ACTIVITY:
With respect to the word "bird", report how many lines of the following listing include it. Give nothing but the number.

RECORDS SUPPLIED:
Content starts
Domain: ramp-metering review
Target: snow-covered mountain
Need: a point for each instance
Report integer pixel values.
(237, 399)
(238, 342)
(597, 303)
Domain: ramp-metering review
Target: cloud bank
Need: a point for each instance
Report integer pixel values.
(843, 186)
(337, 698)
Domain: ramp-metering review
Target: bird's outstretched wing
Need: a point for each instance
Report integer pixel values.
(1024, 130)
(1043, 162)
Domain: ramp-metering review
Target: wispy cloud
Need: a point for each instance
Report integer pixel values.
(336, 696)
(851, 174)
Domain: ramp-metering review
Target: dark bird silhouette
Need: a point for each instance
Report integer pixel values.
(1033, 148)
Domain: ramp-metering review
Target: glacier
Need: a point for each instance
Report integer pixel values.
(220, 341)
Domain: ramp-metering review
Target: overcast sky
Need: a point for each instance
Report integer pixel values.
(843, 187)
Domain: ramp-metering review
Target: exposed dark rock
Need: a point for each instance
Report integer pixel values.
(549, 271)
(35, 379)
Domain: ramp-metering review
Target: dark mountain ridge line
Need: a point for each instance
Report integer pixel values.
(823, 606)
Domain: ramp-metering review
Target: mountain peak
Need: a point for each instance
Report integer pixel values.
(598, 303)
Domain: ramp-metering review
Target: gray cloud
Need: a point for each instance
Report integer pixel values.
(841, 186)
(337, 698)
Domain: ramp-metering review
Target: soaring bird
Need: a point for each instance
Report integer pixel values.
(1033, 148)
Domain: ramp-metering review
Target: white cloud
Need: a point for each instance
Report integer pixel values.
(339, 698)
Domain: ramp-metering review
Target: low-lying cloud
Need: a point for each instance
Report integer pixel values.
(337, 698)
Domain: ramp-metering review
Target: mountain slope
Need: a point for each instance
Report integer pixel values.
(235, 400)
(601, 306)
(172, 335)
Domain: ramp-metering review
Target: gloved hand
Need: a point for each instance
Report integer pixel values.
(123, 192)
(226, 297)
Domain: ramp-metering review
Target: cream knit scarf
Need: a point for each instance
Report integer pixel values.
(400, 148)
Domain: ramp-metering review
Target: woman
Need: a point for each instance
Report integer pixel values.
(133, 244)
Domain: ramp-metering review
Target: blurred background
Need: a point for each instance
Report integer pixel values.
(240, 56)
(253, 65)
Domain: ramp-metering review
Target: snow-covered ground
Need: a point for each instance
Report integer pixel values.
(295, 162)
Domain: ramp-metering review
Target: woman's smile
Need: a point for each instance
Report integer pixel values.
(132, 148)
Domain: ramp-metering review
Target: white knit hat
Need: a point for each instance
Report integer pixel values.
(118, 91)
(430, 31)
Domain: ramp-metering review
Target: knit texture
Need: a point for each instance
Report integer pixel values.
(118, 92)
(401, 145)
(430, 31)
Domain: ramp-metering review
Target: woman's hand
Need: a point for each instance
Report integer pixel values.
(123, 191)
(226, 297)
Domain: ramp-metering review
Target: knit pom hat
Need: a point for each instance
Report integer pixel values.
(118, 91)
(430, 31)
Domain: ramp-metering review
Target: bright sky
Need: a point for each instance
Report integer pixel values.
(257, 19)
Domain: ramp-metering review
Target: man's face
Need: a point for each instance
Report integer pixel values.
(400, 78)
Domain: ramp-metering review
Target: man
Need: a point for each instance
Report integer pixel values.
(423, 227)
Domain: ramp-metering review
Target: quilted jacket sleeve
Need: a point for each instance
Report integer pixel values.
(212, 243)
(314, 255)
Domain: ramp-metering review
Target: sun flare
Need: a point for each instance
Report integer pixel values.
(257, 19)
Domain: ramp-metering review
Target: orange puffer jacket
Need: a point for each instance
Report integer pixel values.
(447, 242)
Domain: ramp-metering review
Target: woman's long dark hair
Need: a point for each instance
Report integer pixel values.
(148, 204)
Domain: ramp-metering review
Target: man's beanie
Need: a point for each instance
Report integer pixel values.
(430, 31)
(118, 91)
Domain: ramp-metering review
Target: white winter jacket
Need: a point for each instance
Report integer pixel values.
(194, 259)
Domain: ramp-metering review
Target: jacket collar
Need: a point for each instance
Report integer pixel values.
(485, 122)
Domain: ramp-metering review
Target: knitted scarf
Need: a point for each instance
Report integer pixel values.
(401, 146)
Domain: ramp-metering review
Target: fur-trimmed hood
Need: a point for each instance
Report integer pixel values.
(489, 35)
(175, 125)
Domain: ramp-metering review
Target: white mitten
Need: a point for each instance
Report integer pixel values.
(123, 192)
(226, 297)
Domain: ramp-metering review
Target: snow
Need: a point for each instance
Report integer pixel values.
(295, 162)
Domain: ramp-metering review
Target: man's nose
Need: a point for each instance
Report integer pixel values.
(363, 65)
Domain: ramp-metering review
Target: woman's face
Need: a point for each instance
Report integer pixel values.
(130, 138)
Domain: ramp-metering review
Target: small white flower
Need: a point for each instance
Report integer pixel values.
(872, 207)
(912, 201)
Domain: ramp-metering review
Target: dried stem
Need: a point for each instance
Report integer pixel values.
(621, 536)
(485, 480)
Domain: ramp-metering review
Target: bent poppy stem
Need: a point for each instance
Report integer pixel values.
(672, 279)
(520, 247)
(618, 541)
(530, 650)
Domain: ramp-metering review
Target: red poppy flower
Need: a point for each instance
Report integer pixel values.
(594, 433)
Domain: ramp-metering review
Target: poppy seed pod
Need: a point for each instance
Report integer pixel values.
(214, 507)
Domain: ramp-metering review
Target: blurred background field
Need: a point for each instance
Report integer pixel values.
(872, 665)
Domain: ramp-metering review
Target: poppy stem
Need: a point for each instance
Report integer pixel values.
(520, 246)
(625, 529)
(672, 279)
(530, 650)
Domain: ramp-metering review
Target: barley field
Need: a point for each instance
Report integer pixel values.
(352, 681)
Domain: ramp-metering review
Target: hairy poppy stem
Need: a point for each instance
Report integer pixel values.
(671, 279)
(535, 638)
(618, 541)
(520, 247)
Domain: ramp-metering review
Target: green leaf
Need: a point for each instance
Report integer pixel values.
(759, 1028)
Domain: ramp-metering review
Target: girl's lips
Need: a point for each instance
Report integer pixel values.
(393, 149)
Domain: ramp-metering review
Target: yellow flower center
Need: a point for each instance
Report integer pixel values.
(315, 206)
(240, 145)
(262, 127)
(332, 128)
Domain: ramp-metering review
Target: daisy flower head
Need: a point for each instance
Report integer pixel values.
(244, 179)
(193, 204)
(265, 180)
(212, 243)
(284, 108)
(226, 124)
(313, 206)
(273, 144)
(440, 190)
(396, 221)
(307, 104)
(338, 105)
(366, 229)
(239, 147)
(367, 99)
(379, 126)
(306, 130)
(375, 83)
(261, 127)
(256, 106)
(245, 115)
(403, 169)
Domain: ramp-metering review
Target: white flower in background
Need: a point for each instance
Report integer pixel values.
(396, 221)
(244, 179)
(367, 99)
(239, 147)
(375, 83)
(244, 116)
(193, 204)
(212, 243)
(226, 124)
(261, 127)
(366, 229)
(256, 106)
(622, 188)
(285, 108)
Content ends
WRITTEN ANSWER:
3